* Task brief *
Can you reproduce the material, starting at the line containing "the green grass" and ending at the end of the material, with every coordinate in the answers shifted up by 5 and all other lines left unchanged?

* Input material *
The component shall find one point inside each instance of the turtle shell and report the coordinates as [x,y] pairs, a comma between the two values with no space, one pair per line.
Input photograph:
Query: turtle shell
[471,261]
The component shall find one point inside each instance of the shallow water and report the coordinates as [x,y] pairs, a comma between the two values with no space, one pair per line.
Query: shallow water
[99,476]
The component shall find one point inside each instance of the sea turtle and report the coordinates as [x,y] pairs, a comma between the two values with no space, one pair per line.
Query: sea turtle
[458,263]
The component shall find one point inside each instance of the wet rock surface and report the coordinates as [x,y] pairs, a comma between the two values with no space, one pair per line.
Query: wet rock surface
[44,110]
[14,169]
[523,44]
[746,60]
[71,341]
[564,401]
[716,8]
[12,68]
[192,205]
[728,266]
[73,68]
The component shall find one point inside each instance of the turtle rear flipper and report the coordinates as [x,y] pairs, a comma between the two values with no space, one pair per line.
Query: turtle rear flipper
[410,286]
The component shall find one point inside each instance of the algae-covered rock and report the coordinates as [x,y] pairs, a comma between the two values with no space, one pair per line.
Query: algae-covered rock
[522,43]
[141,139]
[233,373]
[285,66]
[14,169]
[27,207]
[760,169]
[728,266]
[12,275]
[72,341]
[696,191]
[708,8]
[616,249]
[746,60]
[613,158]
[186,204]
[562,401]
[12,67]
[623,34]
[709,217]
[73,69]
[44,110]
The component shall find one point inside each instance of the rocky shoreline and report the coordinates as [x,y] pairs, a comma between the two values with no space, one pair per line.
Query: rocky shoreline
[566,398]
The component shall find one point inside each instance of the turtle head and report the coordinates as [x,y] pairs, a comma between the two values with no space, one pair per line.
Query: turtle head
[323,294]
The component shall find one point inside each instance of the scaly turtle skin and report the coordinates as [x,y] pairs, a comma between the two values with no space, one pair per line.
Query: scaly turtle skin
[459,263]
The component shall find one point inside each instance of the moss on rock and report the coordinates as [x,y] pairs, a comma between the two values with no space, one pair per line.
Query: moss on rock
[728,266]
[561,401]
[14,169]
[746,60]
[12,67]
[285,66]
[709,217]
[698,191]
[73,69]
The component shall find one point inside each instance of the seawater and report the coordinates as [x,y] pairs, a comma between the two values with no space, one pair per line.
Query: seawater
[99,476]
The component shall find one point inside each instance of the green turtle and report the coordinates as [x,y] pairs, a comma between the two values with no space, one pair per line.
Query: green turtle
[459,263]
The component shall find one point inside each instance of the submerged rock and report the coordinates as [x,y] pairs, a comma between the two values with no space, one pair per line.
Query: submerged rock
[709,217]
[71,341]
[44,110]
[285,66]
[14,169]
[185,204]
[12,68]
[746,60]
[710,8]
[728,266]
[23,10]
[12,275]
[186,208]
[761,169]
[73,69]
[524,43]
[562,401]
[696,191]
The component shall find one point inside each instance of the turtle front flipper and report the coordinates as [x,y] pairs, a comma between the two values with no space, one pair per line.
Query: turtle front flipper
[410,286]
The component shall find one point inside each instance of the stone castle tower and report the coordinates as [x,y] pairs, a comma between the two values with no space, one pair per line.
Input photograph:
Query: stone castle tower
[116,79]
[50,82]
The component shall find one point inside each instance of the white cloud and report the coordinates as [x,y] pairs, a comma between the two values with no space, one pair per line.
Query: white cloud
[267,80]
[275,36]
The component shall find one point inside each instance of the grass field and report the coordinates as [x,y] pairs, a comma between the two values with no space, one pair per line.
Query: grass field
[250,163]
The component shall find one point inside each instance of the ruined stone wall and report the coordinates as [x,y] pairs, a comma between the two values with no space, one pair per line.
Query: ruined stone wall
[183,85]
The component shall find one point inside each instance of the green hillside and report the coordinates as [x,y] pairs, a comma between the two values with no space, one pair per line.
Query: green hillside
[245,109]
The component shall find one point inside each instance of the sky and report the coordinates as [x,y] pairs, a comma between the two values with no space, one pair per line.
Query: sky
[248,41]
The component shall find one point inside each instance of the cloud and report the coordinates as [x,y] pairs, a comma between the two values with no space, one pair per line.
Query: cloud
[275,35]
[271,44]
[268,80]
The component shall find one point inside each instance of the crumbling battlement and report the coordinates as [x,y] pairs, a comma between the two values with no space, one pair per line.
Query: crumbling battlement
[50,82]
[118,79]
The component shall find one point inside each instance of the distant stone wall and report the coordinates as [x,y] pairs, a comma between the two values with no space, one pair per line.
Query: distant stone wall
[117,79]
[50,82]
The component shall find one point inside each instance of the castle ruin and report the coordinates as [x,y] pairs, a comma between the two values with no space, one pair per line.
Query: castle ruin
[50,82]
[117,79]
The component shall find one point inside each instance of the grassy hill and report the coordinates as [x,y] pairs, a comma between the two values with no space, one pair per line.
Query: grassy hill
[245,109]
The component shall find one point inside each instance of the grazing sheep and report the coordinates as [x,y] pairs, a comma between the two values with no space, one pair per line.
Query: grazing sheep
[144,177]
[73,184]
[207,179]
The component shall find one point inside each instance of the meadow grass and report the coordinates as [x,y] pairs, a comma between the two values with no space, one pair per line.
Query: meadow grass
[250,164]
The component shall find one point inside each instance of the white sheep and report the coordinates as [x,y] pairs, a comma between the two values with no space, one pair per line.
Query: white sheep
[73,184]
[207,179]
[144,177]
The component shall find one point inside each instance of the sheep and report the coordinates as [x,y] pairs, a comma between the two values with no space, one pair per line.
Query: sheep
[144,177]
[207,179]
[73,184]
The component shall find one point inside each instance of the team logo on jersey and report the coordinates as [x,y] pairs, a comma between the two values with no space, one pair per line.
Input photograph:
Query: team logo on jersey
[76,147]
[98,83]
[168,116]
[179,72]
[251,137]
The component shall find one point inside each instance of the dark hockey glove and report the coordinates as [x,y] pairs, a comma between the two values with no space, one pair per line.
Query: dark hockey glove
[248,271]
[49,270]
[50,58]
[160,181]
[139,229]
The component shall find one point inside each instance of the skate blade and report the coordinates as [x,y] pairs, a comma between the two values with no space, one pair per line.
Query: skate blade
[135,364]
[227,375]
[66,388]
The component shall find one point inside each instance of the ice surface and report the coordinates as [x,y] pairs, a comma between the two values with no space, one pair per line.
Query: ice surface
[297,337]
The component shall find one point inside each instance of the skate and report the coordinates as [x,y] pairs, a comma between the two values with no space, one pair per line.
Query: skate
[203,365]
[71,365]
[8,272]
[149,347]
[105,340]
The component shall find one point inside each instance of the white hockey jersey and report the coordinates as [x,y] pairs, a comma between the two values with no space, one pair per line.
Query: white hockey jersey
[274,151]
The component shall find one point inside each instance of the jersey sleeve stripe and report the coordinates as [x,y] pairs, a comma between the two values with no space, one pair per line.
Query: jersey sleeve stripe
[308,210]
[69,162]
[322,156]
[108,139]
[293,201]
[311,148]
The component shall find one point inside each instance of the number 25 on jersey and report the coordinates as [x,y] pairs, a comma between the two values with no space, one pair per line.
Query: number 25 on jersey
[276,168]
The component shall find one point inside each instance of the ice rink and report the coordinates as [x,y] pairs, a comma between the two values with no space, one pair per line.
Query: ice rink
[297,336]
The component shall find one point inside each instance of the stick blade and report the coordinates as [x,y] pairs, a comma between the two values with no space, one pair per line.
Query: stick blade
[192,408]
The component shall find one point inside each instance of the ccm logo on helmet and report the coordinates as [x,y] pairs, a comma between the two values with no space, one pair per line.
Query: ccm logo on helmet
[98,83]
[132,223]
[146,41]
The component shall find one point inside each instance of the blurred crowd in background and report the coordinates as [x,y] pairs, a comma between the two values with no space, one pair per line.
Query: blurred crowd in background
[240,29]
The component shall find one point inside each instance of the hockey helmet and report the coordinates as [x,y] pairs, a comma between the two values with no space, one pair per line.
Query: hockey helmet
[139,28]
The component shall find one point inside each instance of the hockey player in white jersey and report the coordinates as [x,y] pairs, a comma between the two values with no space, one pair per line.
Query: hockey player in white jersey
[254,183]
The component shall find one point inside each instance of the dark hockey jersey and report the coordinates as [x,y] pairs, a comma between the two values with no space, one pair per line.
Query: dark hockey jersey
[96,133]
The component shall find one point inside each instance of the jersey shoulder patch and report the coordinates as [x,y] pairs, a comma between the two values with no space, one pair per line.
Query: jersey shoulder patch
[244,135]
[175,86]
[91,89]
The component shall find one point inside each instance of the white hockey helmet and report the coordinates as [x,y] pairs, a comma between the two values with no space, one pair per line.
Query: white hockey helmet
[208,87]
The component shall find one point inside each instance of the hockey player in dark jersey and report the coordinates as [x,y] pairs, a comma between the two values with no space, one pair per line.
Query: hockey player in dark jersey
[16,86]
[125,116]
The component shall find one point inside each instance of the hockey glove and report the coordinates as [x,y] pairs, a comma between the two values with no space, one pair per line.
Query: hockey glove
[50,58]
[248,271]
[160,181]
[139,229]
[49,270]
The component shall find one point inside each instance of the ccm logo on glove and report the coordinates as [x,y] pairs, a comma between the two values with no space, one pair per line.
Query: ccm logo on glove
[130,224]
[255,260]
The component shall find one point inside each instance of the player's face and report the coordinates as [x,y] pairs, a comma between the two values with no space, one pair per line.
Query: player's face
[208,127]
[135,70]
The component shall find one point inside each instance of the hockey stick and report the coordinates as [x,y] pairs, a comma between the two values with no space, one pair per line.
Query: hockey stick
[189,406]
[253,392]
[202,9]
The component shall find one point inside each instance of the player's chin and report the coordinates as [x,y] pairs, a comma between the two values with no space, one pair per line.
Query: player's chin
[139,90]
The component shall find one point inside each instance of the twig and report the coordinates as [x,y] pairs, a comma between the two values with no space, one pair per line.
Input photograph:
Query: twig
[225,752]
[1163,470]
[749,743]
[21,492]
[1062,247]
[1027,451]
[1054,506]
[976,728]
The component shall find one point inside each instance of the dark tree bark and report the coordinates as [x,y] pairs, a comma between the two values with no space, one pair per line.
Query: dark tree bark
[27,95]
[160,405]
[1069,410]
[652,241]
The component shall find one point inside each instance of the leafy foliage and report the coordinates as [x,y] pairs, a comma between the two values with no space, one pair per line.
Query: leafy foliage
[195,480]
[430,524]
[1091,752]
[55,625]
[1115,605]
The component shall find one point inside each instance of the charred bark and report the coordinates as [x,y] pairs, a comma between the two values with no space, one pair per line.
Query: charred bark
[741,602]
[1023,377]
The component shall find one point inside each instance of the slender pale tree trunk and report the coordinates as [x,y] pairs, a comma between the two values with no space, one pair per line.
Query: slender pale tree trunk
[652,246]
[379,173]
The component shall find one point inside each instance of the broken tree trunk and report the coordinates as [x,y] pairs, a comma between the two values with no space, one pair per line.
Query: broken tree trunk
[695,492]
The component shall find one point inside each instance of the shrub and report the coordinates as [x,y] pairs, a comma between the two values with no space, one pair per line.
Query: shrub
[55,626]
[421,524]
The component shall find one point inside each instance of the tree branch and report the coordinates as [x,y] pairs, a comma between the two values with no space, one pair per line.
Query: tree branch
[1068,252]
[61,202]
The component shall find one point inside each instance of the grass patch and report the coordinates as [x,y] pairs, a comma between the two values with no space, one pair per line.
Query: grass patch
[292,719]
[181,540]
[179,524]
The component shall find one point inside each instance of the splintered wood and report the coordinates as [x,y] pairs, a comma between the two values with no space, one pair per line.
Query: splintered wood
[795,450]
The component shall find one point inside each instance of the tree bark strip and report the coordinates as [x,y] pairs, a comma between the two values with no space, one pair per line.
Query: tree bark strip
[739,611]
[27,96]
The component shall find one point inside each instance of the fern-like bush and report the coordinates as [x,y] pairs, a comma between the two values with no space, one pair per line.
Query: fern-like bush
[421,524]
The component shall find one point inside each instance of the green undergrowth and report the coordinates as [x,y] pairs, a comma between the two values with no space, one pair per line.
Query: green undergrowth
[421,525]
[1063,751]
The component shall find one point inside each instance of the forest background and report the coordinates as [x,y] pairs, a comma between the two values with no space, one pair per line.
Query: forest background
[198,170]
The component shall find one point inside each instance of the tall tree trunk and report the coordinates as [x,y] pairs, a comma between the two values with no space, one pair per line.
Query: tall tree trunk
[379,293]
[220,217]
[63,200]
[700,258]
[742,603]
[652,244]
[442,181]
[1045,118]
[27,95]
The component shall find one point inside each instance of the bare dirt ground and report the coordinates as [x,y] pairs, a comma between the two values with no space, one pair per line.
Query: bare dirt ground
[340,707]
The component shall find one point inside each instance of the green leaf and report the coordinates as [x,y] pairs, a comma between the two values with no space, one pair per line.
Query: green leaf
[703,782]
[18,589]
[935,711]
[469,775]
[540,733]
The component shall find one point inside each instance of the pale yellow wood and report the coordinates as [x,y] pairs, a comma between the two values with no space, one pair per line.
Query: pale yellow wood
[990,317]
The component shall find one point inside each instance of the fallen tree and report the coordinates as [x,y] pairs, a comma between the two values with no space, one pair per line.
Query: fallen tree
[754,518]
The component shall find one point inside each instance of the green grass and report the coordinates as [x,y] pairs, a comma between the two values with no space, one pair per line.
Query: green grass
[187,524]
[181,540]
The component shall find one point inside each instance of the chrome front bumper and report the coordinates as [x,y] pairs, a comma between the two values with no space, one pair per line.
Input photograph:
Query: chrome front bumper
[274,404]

* Response to the task *
The component shall find one point inside each instance of the green grass and report the coordinates as [x,y] pairs, a comma between the two values with no space, one pair per line.
Query: green grass
[192,529]
[186,545]
The component shall find one point inside each instance of the chrome front bumper and report the coordinates as [x,y] pairs, a comma between the two values with no space, one pair per line.
Input photograph:
Query: chrome front bumper
[279,409]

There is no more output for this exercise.